Important metrics for CloudWatch - AWS Lambda

Important metrics for CloudWatch

Lambda reports some metrics directly to the CloudWatch service and these do not appear in the logs. With CloudWatch, you can create alarms that monitor metrics and provide notifications if metrics exceed typical values. You can also create composite alarms that combine multiple alarms and provide more useful notifications. You can create alarms either manually in the console or in an AWS SAM template, so the alarm is defined together with the resources of your application.

There are a number of important integrated Lambda metrics that you can monitor to understand the performance of your workload:

  • Invocations: Monitor this value as a general barometer for the amount of traffic flowing through your serverless application. Also, monitor for functions with zero invocations over a given period of time, since this can indicate that there are upstream problems in the application. It can also indicate that a function is no longer being used.

Entries:
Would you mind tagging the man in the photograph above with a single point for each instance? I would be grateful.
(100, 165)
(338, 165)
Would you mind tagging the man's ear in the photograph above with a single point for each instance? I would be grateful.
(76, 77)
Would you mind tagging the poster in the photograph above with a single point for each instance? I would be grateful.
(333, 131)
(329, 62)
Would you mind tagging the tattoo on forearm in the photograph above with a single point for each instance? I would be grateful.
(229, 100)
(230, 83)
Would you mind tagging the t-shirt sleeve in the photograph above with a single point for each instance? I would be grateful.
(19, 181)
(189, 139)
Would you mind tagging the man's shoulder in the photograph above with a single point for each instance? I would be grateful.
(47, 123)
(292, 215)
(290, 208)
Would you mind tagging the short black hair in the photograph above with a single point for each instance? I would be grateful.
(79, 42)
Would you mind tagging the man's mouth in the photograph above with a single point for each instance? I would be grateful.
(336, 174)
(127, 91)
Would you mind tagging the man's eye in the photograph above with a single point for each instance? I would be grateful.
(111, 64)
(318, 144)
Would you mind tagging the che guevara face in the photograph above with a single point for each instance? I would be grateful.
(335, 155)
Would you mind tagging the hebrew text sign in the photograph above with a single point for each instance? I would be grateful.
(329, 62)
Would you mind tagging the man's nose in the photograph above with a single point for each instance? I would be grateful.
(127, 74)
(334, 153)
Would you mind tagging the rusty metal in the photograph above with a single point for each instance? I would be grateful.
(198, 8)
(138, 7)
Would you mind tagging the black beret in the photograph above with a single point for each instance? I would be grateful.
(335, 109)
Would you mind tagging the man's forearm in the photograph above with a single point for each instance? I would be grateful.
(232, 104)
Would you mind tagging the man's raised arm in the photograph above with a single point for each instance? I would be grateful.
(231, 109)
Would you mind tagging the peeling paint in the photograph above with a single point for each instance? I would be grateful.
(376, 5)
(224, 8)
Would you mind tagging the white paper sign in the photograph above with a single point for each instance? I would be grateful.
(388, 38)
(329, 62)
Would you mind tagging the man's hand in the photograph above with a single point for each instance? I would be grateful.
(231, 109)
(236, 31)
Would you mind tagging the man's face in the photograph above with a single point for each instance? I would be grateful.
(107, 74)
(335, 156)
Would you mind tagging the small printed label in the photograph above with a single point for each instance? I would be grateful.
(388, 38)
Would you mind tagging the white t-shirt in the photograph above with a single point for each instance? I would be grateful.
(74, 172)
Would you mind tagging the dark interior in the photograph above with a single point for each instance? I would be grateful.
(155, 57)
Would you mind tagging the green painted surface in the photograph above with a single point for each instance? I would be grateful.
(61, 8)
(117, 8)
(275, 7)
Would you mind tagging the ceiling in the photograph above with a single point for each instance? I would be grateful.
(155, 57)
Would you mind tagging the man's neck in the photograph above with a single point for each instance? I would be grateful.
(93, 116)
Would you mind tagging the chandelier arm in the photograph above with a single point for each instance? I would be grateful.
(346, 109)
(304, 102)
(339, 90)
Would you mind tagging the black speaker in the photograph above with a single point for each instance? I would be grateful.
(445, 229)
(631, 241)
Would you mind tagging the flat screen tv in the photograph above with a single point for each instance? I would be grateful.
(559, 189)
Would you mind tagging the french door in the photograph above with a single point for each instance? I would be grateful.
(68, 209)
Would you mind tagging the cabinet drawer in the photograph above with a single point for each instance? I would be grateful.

Written problem: Rewrite the CloudWatch metrics passage between "Lambda reports some" and "of your application.", inclusive, putting "alerts" in place of "alarms" each time it appears.

Task response:
Lambda reports some metrics directly to the CloudWatch service and these do not appear in the logs. With CloudWatch, you can create alerts that monitor metrics and provide notifications if metrics exceed typical values. You can also create composite alerts that combine multiple alerts and provide more useful notifications. You can create alerts either manually in the console or in an AWS SAM template, so the alarm is defined together with the resources of your application.